§ Set of tasks:
1: In the parliamentary excerpt, set down word for word the passage starting with "Mr J DURAND" and going on through "at this juncture.".
2: Resume the parliamentary excerpt after its final sentence, carrying on the debate in the same style.

The Emalahleni Local Municipality achieved the following: It successfully and with ease merged three former TLCs in all respects in line with the new demarcations of wall-to-wall municipalities; it participated in the treasury-piloted DA-map system of municipal financial management which assisted a great deal in resuscitating finances from a cash-book balance of R10 million to R34 million in a single financial year; and it managed with the help of all on board to achieve an average of 86% payments for municipal services which has seen a growth in payments from 62% to 104% over the last financial year. The municipality has successfully implemented the free basic service plans including a set tariff for water and electricity. The councillors and people of Emalahleni deserve applause. [Applause.]
MR TONY LEON AND THE DP
(Member's Statement)
Mr J DURAND (New NP): Madam Speaker, last week the hon Leon had the following to say during the discussion of the President’s Vote:
It is under President Mbeki’s watch that South Africa has moved from the politics of the rainbow nation and reconciliation to the politics of race labelling and race baiting.
The hon Leon’s outburst confirms what Ken Owen had to say about him:
His style is that of a cocky little bantam, his weapons of choice are cleverness and historical contempt. He gets up black people’s noses in an extraordinary way and the chemistry between him and Mbeki is the worst South Africa could possibly afford at this juncture.

[Data items]
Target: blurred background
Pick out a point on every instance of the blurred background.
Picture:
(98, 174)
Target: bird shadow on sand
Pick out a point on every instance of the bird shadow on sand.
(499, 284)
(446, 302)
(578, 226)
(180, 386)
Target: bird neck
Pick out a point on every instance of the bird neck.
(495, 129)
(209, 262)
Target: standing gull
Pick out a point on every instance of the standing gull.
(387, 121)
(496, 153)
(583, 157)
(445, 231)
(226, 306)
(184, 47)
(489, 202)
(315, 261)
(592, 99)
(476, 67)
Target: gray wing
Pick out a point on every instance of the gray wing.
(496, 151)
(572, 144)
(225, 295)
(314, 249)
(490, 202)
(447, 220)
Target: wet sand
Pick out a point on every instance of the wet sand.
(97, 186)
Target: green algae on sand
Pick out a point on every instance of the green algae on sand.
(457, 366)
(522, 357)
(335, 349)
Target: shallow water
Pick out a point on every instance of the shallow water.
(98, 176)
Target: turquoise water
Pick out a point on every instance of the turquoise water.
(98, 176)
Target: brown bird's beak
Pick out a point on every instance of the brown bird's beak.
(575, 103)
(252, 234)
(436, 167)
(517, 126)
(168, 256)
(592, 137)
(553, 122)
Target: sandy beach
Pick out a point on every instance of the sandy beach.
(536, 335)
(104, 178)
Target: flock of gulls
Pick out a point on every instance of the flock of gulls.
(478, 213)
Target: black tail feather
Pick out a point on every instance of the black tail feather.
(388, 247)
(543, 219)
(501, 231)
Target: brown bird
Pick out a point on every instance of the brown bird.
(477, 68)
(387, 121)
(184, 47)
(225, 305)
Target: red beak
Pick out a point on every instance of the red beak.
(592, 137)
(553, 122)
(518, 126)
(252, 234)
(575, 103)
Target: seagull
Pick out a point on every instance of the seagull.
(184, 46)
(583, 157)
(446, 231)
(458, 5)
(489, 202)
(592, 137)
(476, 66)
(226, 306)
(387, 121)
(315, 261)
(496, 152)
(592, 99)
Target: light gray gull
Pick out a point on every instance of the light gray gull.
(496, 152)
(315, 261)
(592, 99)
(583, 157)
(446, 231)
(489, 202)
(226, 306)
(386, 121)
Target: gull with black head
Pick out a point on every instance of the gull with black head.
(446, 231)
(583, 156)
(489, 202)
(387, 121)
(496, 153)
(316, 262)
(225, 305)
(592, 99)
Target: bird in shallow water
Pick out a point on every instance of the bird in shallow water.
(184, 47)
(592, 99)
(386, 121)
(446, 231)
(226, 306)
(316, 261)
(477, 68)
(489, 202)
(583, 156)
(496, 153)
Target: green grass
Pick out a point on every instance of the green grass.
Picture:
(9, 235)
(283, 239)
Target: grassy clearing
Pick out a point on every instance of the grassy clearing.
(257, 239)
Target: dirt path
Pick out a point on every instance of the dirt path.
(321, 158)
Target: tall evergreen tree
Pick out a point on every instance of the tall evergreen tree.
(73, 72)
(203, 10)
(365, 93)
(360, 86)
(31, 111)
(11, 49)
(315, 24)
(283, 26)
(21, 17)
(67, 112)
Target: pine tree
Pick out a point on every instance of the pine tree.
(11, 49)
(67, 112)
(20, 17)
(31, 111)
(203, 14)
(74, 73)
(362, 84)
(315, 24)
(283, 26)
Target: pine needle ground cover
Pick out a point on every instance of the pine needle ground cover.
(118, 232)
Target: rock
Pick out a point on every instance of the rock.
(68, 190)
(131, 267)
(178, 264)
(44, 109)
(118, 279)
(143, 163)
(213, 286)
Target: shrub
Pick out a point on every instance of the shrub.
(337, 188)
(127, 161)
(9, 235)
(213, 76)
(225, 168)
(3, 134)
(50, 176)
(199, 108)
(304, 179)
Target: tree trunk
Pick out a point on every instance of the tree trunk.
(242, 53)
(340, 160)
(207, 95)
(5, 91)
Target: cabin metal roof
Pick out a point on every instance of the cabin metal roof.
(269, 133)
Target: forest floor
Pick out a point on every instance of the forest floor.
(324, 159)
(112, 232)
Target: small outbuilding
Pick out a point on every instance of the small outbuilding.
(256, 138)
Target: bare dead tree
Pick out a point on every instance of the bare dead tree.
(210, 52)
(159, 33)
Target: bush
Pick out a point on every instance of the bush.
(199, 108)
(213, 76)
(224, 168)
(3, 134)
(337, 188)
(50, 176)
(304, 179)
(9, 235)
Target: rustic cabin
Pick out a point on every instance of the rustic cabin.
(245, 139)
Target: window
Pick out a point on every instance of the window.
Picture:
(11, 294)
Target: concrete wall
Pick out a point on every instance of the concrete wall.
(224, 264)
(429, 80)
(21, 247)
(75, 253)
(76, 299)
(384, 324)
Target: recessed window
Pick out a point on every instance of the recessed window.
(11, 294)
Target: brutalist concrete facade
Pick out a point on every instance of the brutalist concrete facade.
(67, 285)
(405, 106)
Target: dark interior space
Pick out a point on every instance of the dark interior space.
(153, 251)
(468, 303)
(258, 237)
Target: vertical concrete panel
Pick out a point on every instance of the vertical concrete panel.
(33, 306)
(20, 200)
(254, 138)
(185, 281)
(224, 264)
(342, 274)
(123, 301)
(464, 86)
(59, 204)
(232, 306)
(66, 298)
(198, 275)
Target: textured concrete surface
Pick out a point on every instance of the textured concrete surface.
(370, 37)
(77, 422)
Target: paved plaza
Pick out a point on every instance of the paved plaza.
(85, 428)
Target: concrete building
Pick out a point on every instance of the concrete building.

§ Results for the exercise:
1:
Mr J DURAND (New NP): Madam Speaker, last week the hon Leon had the following to say during the discussion of the President’s Vote:
It is under President Mbeki’s watch that South Africa has moved from the politics of the rainbow nation and reconciliation to the politics of race labelling and race baiting.
The hon Leon’s outburst confirms what Ken Owen had to say about him:
His style is that of a cocky little bantam, his weapons of choice are cleverness and historical contempt. He gets up black people’s noses in an extraordinary way and the chemistry between him and Mbeki is the worst South Africa could possibly afford at this juncture.

2:
How can the hon Leon accuse the President of using the race card when the opposite has been proved? The hon Leon is the leader with the second highest right-wing support. The DA’s fight-back campaign has been proved to be a fight-blacks campaign. [Interjections.]
They use Zimbabwe for their own political agenda to spur on black fear. The hon Leon is right when he says: “He ignites the fires of hatred and despair that South Africans have worked hard to extinguish.” But, he is referring to the wrong man. He should refer to himself. [Applause.]
The DA’s poor attempt to remain the dealer of the race card is laughable but then again also understandable, coming from a party that has made no contribution to bridging divisions in South Africa. [Applause.]
GAMBLING IN THE WESTERN CAPE
(Member's Statement)
Mr S N SWART (ACDP): Madam Speaker, as producer price inflation hit a 30- year low in May this year, economic experts say that the result of better interest rates should be to put extra money into consumers’ pockets to help them get out of debt. But, even a strong economy cannot reverse the crippling effect gambling is having on people’s welfare. With over R6 billion being spent on gambling in 2001 and over 70% of gamblers spending money in casinos rather than on household necessities, gambling continues to ruin people’s budgets and lives, particularly the poor. The ACDP therefore commends the City of Cape Town on its investigation into the link between casinos, the Lotto and other forms of gambling and the nonpayment of R2,5 billion in municipal accounts. Cape Town City Director of Income, George van Schalkwyk, reports that from information gleaned from council customers who are coming to make arrangements to pay, the link appears to be real. He recounted one such incident in which a woman came to see the department and told them that she could not pay, but when she opened her purse a casino most-valued-guest gold card fell out. According to him church groups have also informed the council that since the opening of Grand West the need for food packages has increased.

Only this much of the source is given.